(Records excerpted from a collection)
• • •
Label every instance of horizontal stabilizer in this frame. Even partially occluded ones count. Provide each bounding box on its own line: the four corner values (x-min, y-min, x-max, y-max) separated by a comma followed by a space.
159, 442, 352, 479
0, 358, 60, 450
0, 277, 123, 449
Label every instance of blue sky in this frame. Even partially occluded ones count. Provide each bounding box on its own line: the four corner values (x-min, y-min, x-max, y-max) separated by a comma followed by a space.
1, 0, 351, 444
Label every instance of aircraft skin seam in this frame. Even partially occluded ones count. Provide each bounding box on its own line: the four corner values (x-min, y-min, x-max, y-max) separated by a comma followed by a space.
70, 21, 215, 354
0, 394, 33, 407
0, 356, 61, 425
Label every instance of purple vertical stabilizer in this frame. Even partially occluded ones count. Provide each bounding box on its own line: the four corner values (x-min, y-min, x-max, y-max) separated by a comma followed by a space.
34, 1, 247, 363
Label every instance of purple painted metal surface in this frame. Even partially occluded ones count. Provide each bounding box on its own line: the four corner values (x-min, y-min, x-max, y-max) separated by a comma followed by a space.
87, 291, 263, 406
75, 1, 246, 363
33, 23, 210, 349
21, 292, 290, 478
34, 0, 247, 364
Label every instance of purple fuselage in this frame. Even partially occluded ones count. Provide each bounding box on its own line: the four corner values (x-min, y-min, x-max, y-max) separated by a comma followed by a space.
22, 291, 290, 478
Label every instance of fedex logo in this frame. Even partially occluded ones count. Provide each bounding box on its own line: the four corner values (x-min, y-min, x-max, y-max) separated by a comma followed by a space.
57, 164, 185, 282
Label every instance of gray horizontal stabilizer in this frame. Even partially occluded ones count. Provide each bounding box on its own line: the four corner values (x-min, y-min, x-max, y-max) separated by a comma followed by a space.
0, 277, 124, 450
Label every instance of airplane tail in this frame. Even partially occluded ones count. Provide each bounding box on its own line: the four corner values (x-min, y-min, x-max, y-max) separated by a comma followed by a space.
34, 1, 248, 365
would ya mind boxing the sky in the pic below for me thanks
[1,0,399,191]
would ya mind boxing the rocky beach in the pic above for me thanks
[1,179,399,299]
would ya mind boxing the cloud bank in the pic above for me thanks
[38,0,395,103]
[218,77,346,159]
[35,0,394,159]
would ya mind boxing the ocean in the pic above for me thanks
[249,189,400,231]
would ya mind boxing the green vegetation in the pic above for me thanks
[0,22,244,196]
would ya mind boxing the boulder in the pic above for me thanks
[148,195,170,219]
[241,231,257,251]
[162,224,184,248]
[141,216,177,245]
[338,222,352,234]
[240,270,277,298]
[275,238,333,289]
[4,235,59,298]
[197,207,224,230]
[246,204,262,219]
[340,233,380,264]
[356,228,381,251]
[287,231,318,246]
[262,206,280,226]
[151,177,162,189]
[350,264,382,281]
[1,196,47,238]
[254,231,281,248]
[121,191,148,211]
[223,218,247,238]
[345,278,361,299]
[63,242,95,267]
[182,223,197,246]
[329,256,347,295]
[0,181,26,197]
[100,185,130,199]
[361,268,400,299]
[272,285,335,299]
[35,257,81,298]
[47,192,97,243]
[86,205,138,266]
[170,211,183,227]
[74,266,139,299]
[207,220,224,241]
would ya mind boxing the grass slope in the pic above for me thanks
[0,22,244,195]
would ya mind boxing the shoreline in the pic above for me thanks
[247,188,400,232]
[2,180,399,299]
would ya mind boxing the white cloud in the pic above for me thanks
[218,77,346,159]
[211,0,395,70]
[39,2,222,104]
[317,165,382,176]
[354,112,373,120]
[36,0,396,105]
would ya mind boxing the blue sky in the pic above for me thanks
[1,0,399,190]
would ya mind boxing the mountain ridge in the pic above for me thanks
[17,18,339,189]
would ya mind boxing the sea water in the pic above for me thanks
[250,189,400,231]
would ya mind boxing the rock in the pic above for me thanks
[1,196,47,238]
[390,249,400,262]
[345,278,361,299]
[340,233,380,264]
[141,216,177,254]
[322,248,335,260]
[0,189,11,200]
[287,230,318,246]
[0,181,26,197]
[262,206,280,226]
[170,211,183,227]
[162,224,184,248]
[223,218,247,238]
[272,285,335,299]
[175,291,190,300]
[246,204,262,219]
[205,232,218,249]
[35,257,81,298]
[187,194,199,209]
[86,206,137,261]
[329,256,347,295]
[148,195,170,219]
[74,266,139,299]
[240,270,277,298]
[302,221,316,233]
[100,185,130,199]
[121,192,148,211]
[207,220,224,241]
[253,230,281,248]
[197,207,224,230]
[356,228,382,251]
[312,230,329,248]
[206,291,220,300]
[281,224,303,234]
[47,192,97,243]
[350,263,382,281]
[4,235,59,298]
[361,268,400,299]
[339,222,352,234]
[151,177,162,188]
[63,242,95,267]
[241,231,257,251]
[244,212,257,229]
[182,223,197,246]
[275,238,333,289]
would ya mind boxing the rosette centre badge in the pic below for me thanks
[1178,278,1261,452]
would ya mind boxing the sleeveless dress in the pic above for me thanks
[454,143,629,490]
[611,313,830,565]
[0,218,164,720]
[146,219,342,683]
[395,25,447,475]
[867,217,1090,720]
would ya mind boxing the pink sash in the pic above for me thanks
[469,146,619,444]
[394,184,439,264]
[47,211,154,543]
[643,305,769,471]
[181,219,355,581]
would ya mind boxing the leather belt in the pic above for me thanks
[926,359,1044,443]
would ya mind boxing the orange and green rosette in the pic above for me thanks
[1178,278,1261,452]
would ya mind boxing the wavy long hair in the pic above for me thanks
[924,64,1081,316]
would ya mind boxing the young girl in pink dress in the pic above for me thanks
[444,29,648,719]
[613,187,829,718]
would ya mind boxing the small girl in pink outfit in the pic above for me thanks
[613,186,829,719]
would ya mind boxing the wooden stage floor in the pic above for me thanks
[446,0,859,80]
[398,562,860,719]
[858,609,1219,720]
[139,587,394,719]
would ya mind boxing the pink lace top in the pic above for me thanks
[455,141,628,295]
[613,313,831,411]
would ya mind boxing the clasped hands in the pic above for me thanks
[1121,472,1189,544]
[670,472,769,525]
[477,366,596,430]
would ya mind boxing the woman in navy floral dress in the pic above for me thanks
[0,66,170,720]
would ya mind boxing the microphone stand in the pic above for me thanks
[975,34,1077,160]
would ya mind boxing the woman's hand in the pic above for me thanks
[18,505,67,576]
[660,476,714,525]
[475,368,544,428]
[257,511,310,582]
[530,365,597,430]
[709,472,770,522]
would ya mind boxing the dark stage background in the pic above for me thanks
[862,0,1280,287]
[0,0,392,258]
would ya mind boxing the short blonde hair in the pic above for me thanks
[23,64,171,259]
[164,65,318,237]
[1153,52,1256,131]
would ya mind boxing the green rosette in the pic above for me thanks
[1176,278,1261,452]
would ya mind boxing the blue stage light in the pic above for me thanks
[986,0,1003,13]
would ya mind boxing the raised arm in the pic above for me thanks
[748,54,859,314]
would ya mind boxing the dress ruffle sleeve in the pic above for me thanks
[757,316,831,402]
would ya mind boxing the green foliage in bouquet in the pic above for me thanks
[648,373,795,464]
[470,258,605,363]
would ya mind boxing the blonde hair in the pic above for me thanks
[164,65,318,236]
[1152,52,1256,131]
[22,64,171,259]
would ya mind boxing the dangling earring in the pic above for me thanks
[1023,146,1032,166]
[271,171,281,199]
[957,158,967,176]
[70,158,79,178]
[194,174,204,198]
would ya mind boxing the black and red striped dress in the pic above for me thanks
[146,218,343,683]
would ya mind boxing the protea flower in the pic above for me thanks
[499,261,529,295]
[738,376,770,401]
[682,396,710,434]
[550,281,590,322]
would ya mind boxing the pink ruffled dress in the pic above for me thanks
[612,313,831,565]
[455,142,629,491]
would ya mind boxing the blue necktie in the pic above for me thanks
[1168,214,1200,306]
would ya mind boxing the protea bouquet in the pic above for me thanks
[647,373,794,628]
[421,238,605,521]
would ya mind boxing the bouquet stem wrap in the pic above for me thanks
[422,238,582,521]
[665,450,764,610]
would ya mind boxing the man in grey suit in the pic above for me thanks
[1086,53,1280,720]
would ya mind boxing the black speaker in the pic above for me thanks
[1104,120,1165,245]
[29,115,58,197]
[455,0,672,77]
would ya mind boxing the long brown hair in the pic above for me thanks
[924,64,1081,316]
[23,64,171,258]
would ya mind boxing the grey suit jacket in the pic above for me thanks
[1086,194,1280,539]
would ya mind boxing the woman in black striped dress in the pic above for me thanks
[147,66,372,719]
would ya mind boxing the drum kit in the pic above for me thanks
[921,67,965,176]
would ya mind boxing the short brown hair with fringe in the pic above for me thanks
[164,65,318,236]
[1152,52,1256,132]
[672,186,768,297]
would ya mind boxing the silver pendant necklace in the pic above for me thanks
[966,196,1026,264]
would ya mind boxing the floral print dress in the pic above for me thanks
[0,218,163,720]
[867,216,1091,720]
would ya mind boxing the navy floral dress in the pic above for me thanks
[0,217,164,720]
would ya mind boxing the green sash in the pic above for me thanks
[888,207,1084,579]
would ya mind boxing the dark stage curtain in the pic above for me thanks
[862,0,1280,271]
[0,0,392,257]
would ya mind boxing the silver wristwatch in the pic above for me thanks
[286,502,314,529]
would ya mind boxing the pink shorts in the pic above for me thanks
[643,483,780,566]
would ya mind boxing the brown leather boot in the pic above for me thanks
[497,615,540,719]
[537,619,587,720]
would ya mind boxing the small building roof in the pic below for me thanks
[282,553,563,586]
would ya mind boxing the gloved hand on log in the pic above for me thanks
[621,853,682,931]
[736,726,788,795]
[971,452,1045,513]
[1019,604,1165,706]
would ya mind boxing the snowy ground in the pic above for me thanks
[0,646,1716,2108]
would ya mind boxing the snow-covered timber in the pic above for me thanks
• • •
Only the last part of the entries above is needed: please copy the line with "would ya mind boxing the gloved" and each line after it exactly.

would ya mind boxing the gloved hand on log in the pic above for me thanks
[621,853,682,931]
[736,726,788,795]
[971,452,1045,513]
[1019,604,1165,706]
would ya mind boxing the snowy ground in the pic above for me thanks
[0,646,1716,2108]
would ya mind boxing the snow-covered timber in the pic above for me thanks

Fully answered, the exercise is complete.